Keeping every character in place, output all the data.

(Records excerpted from a collection)
▼
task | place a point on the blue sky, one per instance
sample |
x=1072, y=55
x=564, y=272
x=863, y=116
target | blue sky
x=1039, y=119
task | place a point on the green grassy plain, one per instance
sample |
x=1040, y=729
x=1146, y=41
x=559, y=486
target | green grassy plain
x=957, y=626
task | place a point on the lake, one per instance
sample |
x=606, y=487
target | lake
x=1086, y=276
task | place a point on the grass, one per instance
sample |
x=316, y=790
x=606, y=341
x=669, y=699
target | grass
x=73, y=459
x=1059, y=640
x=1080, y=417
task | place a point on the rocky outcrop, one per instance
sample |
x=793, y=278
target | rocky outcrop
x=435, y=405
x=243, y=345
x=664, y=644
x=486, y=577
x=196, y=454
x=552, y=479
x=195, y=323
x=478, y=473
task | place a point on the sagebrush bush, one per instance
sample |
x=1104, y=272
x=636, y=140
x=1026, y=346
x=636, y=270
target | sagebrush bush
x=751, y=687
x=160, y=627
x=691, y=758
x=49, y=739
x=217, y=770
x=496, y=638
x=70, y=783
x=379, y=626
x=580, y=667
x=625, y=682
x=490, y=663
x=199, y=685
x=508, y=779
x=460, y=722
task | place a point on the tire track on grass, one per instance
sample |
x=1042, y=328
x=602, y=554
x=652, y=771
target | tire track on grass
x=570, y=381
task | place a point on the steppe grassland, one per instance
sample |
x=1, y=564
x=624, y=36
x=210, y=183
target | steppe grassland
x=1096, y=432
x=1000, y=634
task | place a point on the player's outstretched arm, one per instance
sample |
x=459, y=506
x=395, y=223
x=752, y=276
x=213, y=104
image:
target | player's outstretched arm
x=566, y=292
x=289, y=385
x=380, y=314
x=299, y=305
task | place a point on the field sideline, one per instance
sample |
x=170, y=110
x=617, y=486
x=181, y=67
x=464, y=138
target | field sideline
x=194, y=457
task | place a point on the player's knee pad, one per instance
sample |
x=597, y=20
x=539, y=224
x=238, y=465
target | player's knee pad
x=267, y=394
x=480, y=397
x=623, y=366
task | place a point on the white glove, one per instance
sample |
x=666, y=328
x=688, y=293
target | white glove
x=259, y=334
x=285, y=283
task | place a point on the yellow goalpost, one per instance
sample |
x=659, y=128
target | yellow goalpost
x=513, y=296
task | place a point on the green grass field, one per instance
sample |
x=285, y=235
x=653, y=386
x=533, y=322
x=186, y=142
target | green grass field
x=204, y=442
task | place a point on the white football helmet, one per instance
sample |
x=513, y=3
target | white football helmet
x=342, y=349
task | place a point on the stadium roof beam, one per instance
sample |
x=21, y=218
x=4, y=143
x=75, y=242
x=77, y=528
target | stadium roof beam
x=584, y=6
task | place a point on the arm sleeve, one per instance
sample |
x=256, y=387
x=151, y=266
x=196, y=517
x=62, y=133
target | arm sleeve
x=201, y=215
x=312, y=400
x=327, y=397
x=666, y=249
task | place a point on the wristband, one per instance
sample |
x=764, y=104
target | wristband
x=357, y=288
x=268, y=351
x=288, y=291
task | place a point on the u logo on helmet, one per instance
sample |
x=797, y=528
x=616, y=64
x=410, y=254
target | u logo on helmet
▲
THE ANSWER:
task | place a point on the blue sky, one per instance
sample |
x=1072, y=55
x=564, y=272
x=863, y=116
target | blue sky
x=1039, y=119
task | place a point on the green grassy plain, one per instance
sample |
x=1040, y=729
x=1146, y=41
x=559, y=486
target | green grassy plain
x=957, y=626
task | place a point on the lake, one per instance
sample |
x=606, y=487
target | lake
x=1086, y=276
task | place a point on the grass, one per instance
sample |
x=316, y=790
x=606, y=341
x=669, y=699
target | grass
x=73, y=459
x=1059, y=640
x=1080, y=417
task | place a point on the rocky outcrop, one per instance
sample |
x=793, y=278
target | rocky outcrop
x=435, y=405
x=243, y=345
x=664, y=644
x=486, y=577
x=196, y=454
x=552, y=479
x=195, y=323
x=478, y=473
task | place a point on the sagebrush bush, one per instance
sample |
x=1104, y=272
x=636, y=140
x=1026, y=346
x=636, y=270
target | sagebrush bush
x=751, y=687
x=160, y=627
x=691, y=758
x=49, y=739
x=217, y=770
x=496, y=638
x=70, y=783
x=379, y=626
x=580, y=667
x=625, y=682
x=490, y=663
x=199, y=685
x=508, y=779
x=460, y=722
task | place a point on the tire track on grass, one per instance
sample |
x=1042, y=328
x=602, y=554
x=652, y=771
target | tire track on grass
x=570, y=381
task | place a point on the steppe grassland, one per instance
sample |
x=1, y=564
x=624, y=36
x=210, y=183
target | steppe grassland
x=1096, y=432
x=1000, y=634
task | place a point on the player's outstretched arm, one per instance
sample |
x=459, y=506
x=395, y=223
x=752, y=276
x=213, y=104
image:
target | player's outstretched arm
x=566, y=292
x=289, y=385
x=380, y=314
x=299, y=305
task | place a point on the field sideline, one per instance
sample |
x=170, y=110
x=617, y=486
x=181, y=67
x=464, y=138
target | field sideline
x=194, y=457
task | place a point on the player's knee pad, one per instance
sample |
x=597, y=20
x=539, y=224
x=238, y=465
target | player's knee pad
x=267, y=394
x=480, y=397
x=623, y=366
task | place a point on the white glove, one per instance
sample |
x=666, y=328
x=688, y=293
target | white glove
x=259, y=334
x=285, y=283
task | place a point on the yellow goalpost, one per instance
sample |
x=659, y=128
target | yellow goalpost
x=513, y=296
task | place a point on the green grass field, one per instance
sample |
x=285, y=235
x=653, y=386
x=533, y=322
x=186, y=142
target | green grass field
x=204, y=442
task | place a point on the white football helmet, one per instance
sample |
x=513, y=3
target | white football helmet
x=342, y=349
task | place a point on the stadium roof beam, one per instance
sample |
x=21, y=218
x=4, y=143
x=75, y=242
x=77, y=528
target | stadium roof beam
x=584, y=6
task | place a point on the arm sleeve, one per instance
sample |
x=256, y=387
x=151, y=266
x=196, y=517
x=62, y=133
target | arm sleeve
x=201, y=215
x=312, y=400
x=327, y=397
x=666, y=249
task | place a point on the wristband, one per instance
sample |
x=764, y=104
target | wristband
x=357, y=288
x=268, y=351
x=288, y=291
task | place a point on the u logo on helmet, one per instance
sample |
x=797, y=528
x=616, y=64
x=410, y=254
target | u logo on helmet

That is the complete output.